# Trecho do texto:
Na linguagem jurídica, em pareceres e sentenças, uma dúvida sempre nos assalta: trata-se de embargos à execução ou tratam-se de embargos à execução? Não de hoje me solicitam uma luz que, de vez, ponha fim a esse impasse. Propositadamente, tenho passado ao largo deste tema para não enfrentar a indispensável nomenclatura. Já não dominamos – com clareza – termos e expressões amarrados à sintaxe.

 

Atentemos a estas construções: Trata-se de casos difíceis. Precisa-se de empregados. Acredita-se em óvnis. Nesse conjunto, os verbos devem ficar no singular. Compare-o com esta frase: Vendem-se carros usados. Uma olhadela põe às claras significativa diferença: além de estar o verbo no plural, ele não é seguido de preposição: de, em, a, por. Vender é verbo transitivo direto, condição obrigatória para apassivar uma oração. Esta se acha na voz passiva sintética, aquela em que o verbo transitivo direto se associa ao pronome apassivador se.

# Dados disponíveis:
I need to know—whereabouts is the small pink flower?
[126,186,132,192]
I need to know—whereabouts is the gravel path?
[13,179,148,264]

# O que fazer:
Dê seguimento ao texto sobre a concordância do verbo com o pronome se, partindo da última frase apresentada.

# Resposta do exercício:
 

Fique acertado isto: na voz passiva, independentemente de termos um verbo transitivo direto, inexiste objeto direto. No caso a que nos referimos, a expressão carros usados, não antecedida de preposição, é o sujeito passivo: traduz o termo que sofre – por isso se diz paciente – a ação verbal. Essa, só essa, é a orientação da norma culta. Nos concursos públicos e nas peças jurídicas, é assim que devemos escrever. Deixemos o “vende-se carros usados” para a linguagem coloquial...

 

No conjunto encabeçado por “trata-se de casos difíceis”, o verbo é transitivo indireto, cujo complemento, chamado de objeto indireto, sempre é antecedido de preposição. Exatamente por causa da preposição, esse tipo de verbo não admite voz passiva. Daí, o que temos é voz ativa.

 

Baste-nos este entendimento: o verbo pronominal tratar-se – e outros a seu estilo – deve ser usado só no singular, mesmo quando o substantivo  que lhe  segue, regido  de  preposição,  esteja  no  plural. Portanto: Trata-se de embargos à execução.  Em construções que tais, dizemos que o sujeito é indeterminado. Não fiquemos chateados: haja terminologia!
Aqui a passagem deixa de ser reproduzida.